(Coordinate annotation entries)
§

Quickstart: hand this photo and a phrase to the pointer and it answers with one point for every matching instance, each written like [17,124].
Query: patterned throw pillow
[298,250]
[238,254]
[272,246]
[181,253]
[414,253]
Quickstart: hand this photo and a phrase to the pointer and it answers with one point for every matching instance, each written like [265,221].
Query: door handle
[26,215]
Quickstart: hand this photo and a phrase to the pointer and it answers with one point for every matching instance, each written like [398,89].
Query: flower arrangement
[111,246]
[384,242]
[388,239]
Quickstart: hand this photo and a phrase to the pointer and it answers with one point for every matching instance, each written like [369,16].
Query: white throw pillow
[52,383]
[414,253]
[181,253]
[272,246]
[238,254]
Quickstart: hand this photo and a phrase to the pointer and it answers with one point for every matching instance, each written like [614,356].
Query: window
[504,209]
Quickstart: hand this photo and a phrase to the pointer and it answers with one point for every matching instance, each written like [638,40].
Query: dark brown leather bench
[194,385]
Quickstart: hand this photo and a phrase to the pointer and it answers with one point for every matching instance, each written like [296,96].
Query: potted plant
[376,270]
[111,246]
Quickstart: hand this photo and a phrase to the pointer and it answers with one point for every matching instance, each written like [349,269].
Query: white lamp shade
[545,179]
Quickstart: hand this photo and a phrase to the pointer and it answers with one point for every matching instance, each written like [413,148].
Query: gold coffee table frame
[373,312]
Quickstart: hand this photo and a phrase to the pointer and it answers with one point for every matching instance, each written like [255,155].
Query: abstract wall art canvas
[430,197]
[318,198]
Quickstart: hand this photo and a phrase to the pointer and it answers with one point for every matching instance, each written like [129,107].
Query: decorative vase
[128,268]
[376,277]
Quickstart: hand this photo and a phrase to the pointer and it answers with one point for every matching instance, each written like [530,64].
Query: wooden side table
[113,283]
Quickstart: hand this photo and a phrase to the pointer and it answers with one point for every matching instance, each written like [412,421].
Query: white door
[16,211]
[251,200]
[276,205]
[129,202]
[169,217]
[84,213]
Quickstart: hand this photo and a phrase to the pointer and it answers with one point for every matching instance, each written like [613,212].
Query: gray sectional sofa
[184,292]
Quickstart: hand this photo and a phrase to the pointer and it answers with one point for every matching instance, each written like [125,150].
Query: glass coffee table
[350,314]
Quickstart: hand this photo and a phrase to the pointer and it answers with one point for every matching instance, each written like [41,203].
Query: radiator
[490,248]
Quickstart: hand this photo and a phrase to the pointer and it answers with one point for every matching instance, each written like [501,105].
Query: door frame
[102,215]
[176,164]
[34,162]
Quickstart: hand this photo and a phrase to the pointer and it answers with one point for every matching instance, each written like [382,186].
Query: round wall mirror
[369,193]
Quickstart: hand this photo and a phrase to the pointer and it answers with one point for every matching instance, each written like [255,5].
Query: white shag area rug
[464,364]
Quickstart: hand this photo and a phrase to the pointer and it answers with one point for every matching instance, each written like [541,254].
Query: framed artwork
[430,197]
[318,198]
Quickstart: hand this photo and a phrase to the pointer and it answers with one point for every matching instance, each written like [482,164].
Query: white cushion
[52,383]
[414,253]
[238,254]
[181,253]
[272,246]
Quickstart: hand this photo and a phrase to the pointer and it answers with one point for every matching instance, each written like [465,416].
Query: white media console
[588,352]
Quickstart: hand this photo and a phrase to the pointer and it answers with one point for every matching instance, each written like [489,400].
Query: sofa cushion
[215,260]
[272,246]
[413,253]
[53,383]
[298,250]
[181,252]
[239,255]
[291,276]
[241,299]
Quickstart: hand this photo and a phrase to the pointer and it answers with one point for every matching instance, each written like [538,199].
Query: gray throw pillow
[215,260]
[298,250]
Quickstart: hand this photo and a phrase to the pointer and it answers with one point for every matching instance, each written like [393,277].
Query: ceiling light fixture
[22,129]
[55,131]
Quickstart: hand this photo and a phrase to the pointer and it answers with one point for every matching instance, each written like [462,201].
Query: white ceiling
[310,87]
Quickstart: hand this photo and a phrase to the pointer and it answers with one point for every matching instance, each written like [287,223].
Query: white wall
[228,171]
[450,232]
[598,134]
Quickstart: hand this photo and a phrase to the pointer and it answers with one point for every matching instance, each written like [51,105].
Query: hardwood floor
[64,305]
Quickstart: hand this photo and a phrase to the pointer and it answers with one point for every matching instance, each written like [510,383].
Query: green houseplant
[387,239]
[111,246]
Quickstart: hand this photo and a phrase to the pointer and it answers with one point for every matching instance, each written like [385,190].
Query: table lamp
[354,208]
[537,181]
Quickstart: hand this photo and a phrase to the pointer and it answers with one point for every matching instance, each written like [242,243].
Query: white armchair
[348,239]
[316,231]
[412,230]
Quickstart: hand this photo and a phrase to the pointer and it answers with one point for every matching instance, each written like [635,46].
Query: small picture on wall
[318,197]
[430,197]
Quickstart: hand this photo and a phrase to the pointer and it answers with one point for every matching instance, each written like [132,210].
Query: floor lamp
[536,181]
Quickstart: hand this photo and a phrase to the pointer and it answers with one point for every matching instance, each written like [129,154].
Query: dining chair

§

§ **Aim of the exercise**:
Restate each record exactly as written.

§ **Result of this exercise**:
Quickstart: hand this photo and a phrase to the pointer and it answers with one point for every matching instance, each written like [17,124].
Query: patterned throw pillow
[298,250]
[238,254]
[272,246]
[181,253]
[414,253]
Quickstart: hand this photo and a phrase to the pointer and it answers with one point for every matching instance, each written like [265,221].
Query: door handle
[26,215]
Quickstart: hand this photo and a phrase to the pointer and it answers with one point for every matching instance, each written like [398,89].
Query: flower arrangement
[111,246]
[384,242]
[388,239]
Quickstart: hand this photo and a phrase to the pointer and it answers with one point for every matching instance, each written like [369,16].
Query: white throw pillow
[52,383]
[414,253]
[181,253]
[272,246]
[238,254]
Quickstart: hand this photo and a phrase to the pointer and it answers with one point for every matching instance, each written like [614,356].
Query: window
[504,209]
Quickstart: hand this photo and a phrase to the pointer and it answers with one point for every matching instance, each written like [638,40].
Query: dark brown leather bench
[194,385]
Quickstart: hand this photo and a phrase to the pointer and it answers with one point for every matching instance, each written like [296,96].
Query: potted plant
[376,270]
[111,246]
Quickstart: hand this photo and a phrase to the pointer and it answers with one point for every matching instance, each written like [349,269].
Query: white lamp shade
[545,179]
Quickstart: hand this photo and a phrase to the pointer and it answers with one point for every matching instance, each written like [413,148].
Query: gold coffee table frame
[373,312]
Quickstart: hand this photo and a phrase to the pointer and it answers with one point for every matching instance, each written like [255,155].
Query: abstract wall art canvas
[430,197]
[318,198]
Quickstart: hand this photo and a phrase to the pointer and it answers with one point for every matching instance, each written like [129,107].
Query: decorative vase
[128,268]
[376,277]
Quickstart: hand this photo and a phrase to the pointer and it answers with one point for every matching instance, each written like [530,64].
Query: wooden side table
[113,283]
Quickstart: hand this photo and a phrase to the pointer and it answers with one point for every matching instance, each written like [412,421].
Query: white door
[16,211]
[251,200]
[276,205]
[129,202]
[169,217]
[84,213]
Quickstart: hand this photo and a phrase to the pointer and it answers with one point for every matching instance, each written like [613,212].
Query: gray sectional sofa
[184,292]
Quickstart: hand this photo and a phrase to the pointer and it answers with one point for every matching instance, each written like [125,150].
Query: glass coffee table
[350,314]
Quickstart: hand this photo and a phrase to the pointer and it answers with one point for every matching instance, each written like [41,203].
Query: radiator
[490,248]
Quickstart: hand this photo and a phrase to the pointer and it answers with one point for every matching instance, each written like [501,105].
Query: door frame
[102,215]
[176,164]
[34,162]
Quickstart: hand this photo and a phrase to the pointer and it answers with one point for every matching instance, each written like [382,186].
Query: round wall mirror
[369,193]
Quickstart: hand this photo and a phrase to the pointer and it answers with one point for every matching instance, each written like [255,5].
Query: white shag area rug
[464,364]
Quickstart: hand this photo and a phrase to the pointer and it answers with one point for every matching instance, each written like [541,254].
Query: framed artwork
[430,197]
[318,198]
Quickstart: hand this photo and a phrase to the pointer and it answers with one point for every matching instance, each written like [482,164].
Query: white cushion
[52,383]
[414,253]
[238,254]
[181,253]
[272,246]
Quickstart: hand this photo and a phrase to the pointer and it answers with one point for every matching instance, each written like [465,416].
Query: white media console
[588,352]
Quickstart: hand this photo and a phrase to the pointer and it answers with one point for every matching instance, each written like [489,400].
Query: sofa cushion
[215,260]
[272,246]
[413,253]
[53,383]
[298,250]
[181,252]
[239,255]
[291,276]
[241,299]
Quickstart: hand this photo and a phrase to the pointer and it answers with one point for every matching instance, each written like [538,199].
Query: gray throw pillow
[215,260]
[298,250]
Quickstart: hand this photo and a phrase to the pointer and it answers with one point for every matching instance, each written like [393,277].
Query: ceiling light fixture
[22,129]
[55,131]
Quickstart: hand this photo and a phrase to the pointer and it answers with one point for every matching instance, each written like [462,201].
Query: white ceiling
[310,87]
Quickstart: hand this photo and a phrase to the pointer and it answers with one point for every matching instance, each written like [287,223].
Query: white wall
[228,171]
[450,232]
[598,134]
Quickstart: hand this photo and a phrase to the pointer and it answers with one point for every matching instance, each written like [51,105].
Query: hardwood floor
[64,305]
Quickstart: hand this photo and a phrase to the pointer and it answers with one point for every matching instance, each written like [510,383].
Query: green houseplant
[387,239]
[111,246]
Quickstart: hand this photo and a phrase to the pointer and it answers with one point for every matching instance, each written like [385,190].
Query: table lamp
[354,208]
[537,181]
Quickstart: hand this photo and a phrase to the pointer and it answers with one point for every matching instance, each written like [242,243].
Query: white armchair
[348,239]
[316,231]
[412,230]
Quickstart: hand this photo and a phrase to the pointer and it answers with one point for every matching instance, each written like [635,46].
Query: small picture on wall
[318,197]
[430,197]
Quickstart: hand this photo and a phrase to the pointer and it answers with one point for every matching instance, each written like [132,210].
Query: floor lamp
[536,181]
Quickstart: hand this photo and a phrase to the pointer and it answers with one point for every matching instance, each written like [129,154].
Query: dining chair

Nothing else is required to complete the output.